◆ REQUIRED WORK
Arrange all of the data below as a two-column CSV headed instruction and coordinates, with one row per instruction and each value in a single quoted field where line breaks become spaces. Leave the pictures out.

* START EXTRACTED ENTRIES *

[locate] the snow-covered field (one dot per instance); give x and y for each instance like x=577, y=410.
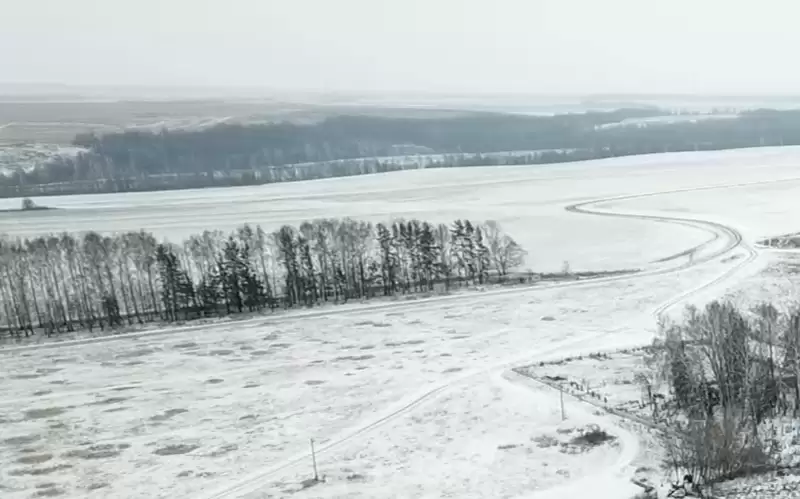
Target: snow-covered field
x=406, y=400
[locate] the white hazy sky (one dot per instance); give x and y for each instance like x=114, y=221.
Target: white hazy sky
x=528, y=46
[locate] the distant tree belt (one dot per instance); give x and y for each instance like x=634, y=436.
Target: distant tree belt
x=256, y=154
x=69, y=282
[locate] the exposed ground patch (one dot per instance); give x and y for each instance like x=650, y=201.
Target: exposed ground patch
x=39, y=471
x=22, y=440
x=100, y=451
x=141, y=352
x=167, y=415
x=35, y=459
x=46, y=412
x=175, y=449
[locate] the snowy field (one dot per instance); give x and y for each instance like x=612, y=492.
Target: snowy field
x=404, y=400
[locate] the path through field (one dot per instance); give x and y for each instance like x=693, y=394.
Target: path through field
x=402, y=399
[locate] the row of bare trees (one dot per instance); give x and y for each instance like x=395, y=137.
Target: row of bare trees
x=733, y=376
x=68, y=282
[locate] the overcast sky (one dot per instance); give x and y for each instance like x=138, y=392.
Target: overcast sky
x=528, y=46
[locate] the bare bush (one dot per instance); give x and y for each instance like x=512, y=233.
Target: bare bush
x=724, y=382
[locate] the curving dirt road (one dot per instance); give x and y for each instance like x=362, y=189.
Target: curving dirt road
x=706, y=253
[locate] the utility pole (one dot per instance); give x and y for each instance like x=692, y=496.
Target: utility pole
x=314, y=461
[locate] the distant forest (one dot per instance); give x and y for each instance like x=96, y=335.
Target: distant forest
x=68, y=282
x=257, y=154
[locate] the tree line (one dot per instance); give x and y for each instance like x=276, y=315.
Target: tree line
x=69, y=282
x=733, y=375
x=255, y=147
x=228, y=155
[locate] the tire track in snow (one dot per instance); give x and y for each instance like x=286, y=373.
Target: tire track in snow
x=255, y=481
x=413, y=304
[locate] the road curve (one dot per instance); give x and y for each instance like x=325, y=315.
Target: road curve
x=582, y=208
x=254, y=482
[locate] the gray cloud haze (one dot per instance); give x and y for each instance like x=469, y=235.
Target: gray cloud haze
x=527, y=46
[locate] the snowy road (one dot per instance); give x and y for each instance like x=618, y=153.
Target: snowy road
x=732, y=239
x=404, y=399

* END EXTRACTED ENTRIES *

◆ EXERCISE OUTPUT
instruction,coordinates
"[locate] the snow-covered field (one dot per instance); give x and y for each instance like x=577, y=410. Target: snow-covered field","x=406, y=400"
"[locate] the white hazy sky (one dot per instance); give x and y for each instance like x=114, y=221. Target: white hazy sky","x=528, y=46"
"[locate] the distant tree belt (one dot per instance); give x and y for each instance like x=634, y=436. Target: distant tree belt","x=256, y=154 x=69, y=282"
"[locate] the exposed ground patch (one dot per instance); give x and y for each instance like x=650, y=201. Target: exposed ground patch","x=39, y=471 x=22, y=440 x=100, y=451 x=141, y=352 x=167, y=415 x=35, y=459 x=46, y=412 x=175, y=449"
"[locate] the snowy field (one dot per instance); give x and y for each instance like x=612, y=492. Target: snowy field","x=404, y=400"
"[locate] the path through field (one dot per instance); give x and y for each instance like x=693, y=394. Target: path through field","x=402, y=399"
"[locate] the row of bare trees (one dot per instance); give x and y for each instance like x=395, y=137. Target: row of bare trees","x=733, y=376 x=68, y=282"
"[locate] the overcast sky (one dot per instance); give x and y for each instance like x=138, y=392. Target: overcast sky","x=528, y=46"
"[locate] the bare bush (one dot per instance); give x and y for each instance like x=512, y=233. Target: bare bush","x=724, y=382"
"[locate] the curving dirt road (one dot per instance); give x and y for each instance like x=362, y=189. Target: curving dirt road","x=706, y=253"
"[locate] the utility pole (one dot per instance); give x and y for each instance like x=692, y=496. Target: utility pole","x=314, y=461"
"[locate] the distant forest (one dot per instance); give x and y for each instance like x=96, y=335. Target: distant forest","x=68, y=282 x=257, y=154"
"[locate] the tree line (one dot per instance); give x and y for each instance like x=276, y=315. Target: tree line","x=69, y=282 x=733, y=375 x=255, y=147 x=228, y=155"
"[locate] the tire track in snow (one dot per instance); give x and y for each instance like x=286, y=373. Target: tire track in snow","x=255, y=481 x=413, y=304"
"[locate] the road curve (one dot per instance); give x and y for each instance like x=325, y=315. Target: road curve","x=582, y=208 x=254, y=482"
"[locate] the gray cloud haze (one dot per instance); give x and y for each instance like x=469, y=235. Target: gray cloud haze","x=527, y=46"
"[locate] the snowy road (one dot per instance); give x and y for each instance like x=618, y=153. Target: snowy road","x=732, y=239 x=404, y=399"